## Pesquisa Operacional

##
*Print version* ISSN 0101-7438*On-line version* ISSN 1678-5142

### Pesqui. Oper. vol.21 no.1 Rio de Janeiro June 2001

#### http://dx.doi.org/10.1590/S0101-74382001000100003

HOW TO ESTIMATE THE AMOUNT OF IMPORTANT CHARACTERISTICS MISSING IN A CONSUMERS SAMPLE BY USING BAYESIAN ESTIMATORS

**Sueli A. Mingoti**

Department of Statistics

Universidade Federal de Minas Gerais

e-mail: sueli@est.ufmg.br

Abstract

Consumers surveys are conducted very often by many companies with the main objective of obtaining information about the opinions the consumers have about a specific prototype, product or service. In many situations the goal is to identify the characteristics that are considered important by the consumers when taking the decision of buying or using the products or services. When the survey is performed some characteristics that are present in the consumers population might not be reported by those consumers in the observed sample. Therefore, some important characteristics of the product according to the consumers opinions could be missing in the observed sample. The main objective of this paper is to show how the amount of characteristics missing in the observed sample could be easily estimated by using some Bayesian estimators proposed by Mingoti & Meeden (1992) and Mingoti (1999). An example of application related to an automobile survey is presented.

**Keywords:** species problem; Bayesian estimators; maximum likelihood; consumers survey.

Resumo

Pesquisas de mercado são conduzidas freqüentemente com o propósito de obter informações sobre a opinião dos consumidores em relação a produtos já existentes no mercado, protótipos, ou determinados tipos de serviços prestados pela empresa. Em muitas situações deseja-se identificar as características que são consideradas importantes pelos consumidores no que se refere à tomada de decisão de compra do produto ou de opção pelo serviço prestado pela empresa. Como as pesquisas são feitas com amostras de consumidores do mercado potencial, algumas características consideradas importantes pela população podem não estar representadas nas amostras. O objetivo deste artigo é mostrar como a quantidade de características presentes na população e que não estão representadas nas amostras, pode ser facilmente estimada através de estimadores Bayesianos propostos por Mingoti & Meeden (1992) e Mingoti (1999). Como ilustração apresentamos um exemplo de uma pesquisa de mercado sobre um modelo de automóvel.

**Palavras-chave:** estimação de espécies; estimadores Bayesianos; máxima verossimilhança; pesquisas de mercado.

**1. Introduction **

The new vision about quality control and the increasing competition among the companies have required a constant monitoring of the consumers market. The clients opinions have taken a fundamental part in the decisions about the type of new products that should be introduced into the market in order to satisfy their present or future needs or about some changes the product should suffer in order to be more attractive to the consumer. The word "product" here is used in a very general sense and it could mean a manufactured item or a service offered by a company, a person or a device.

-- -- --

EXERCISE A:
Condense the article's paragraph beginning "Consumers surveys are conducted very often" into a short bulleted list that keeps its main facts.
EXERCISE B:
How many lines in the rows contain the string "woman"? Reply with the number only.

-- -- --

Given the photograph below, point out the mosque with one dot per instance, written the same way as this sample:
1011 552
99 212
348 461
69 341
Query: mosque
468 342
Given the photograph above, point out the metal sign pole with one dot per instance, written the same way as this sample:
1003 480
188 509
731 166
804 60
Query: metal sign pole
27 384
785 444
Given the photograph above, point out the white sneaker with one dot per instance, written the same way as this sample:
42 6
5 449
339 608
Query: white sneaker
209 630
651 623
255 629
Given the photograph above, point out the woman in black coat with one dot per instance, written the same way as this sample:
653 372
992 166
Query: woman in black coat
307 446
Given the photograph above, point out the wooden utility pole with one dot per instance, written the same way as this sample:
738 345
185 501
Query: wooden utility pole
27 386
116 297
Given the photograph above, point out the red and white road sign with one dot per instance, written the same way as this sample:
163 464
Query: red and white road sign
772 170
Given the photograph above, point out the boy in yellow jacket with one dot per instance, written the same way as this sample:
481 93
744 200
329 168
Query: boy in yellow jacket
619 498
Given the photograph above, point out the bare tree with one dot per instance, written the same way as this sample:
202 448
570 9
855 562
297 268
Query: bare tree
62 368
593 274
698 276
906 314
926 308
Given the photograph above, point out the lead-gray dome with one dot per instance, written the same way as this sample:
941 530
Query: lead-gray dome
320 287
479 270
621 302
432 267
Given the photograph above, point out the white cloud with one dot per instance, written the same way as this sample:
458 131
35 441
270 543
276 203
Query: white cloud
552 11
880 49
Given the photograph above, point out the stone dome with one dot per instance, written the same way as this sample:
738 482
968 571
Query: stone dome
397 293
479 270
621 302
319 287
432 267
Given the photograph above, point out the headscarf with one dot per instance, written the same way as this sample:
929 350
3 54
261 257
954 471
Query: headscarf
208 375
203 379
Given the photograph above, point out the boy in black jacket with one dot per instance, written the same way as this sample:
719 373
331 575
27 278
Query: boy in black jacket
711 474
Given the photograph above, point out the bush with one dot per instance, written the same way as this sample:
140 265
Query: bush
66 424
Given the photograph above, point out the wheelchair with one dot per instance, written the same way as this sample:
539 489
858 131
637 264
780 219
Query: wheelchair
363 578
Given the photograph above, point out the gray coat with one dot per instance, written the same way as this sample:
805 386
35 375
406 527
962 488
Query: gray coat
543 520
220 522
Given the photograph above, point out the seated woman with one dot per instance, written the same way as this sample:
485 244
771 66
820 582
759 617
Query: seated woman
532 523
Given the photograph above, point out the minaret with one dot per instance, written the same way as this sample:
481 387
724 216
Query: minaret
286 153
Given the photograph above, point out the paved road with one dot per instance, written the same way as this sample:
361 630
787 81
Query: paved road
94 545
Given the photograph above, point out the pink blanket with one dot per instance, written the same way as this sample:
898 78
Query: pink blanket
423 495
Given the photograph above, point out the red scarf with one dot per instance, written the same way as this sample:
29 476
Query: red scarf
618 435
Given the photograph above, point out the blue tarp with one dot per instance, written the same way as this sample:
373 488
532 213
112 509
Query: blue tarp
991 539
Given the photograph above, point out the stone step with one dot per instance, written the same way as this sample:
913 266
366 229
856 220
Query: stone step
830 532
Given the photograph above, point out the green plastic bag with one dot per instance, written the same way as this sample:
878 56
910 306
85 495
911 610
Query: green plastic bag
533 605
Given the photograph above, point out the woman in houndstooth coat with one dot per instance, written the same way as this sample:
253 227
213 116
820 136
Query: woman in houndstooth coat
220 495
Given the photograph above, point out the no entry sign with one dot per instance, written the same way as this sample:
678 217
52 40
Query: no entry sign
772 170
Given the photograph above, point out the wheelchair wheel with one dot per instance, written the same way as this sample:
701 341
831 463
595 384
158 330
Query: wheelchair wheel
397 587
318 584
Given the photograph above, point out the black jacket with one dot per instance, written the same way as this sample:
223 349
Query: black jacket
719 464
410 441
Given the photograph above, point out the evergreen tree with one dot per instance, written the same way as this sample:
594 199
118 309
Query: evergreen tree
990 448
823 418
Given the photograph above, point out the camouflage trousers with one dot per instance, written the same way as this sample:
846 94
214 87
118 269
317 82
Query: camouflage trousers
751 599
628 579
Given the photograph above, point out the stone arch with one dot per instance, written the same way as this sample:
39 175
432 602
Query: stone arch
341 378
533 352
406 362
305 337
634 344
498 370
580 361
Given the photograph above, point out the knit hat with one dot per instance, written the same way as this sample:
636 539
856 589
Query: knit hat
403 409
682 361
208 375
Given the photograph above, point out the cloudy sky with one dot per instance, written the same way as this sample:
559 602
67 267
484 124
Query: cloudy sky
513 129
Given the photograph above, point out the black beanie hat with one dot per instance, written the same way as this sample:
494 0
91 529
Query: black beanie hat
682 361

-- -- --

REPLY A:
- Companies often run consumer surveys to learn consumers' opinions about a prototype, product or service.
- A frequent goal is to identify the characteristics consumers consider important when deciding to buy or use a product or service.
- Some characteristics present in the consumer population may not be reported in the observed sample, so important characteristics could be missing from it.
- The paper shows how the number of missing characteristics can be easily estimated with Bayesian estimators proposed by Mingoti & Meeden (1992) and Mingoti (1999).
- An application to an automobile survey is presented.

REPLY B:
6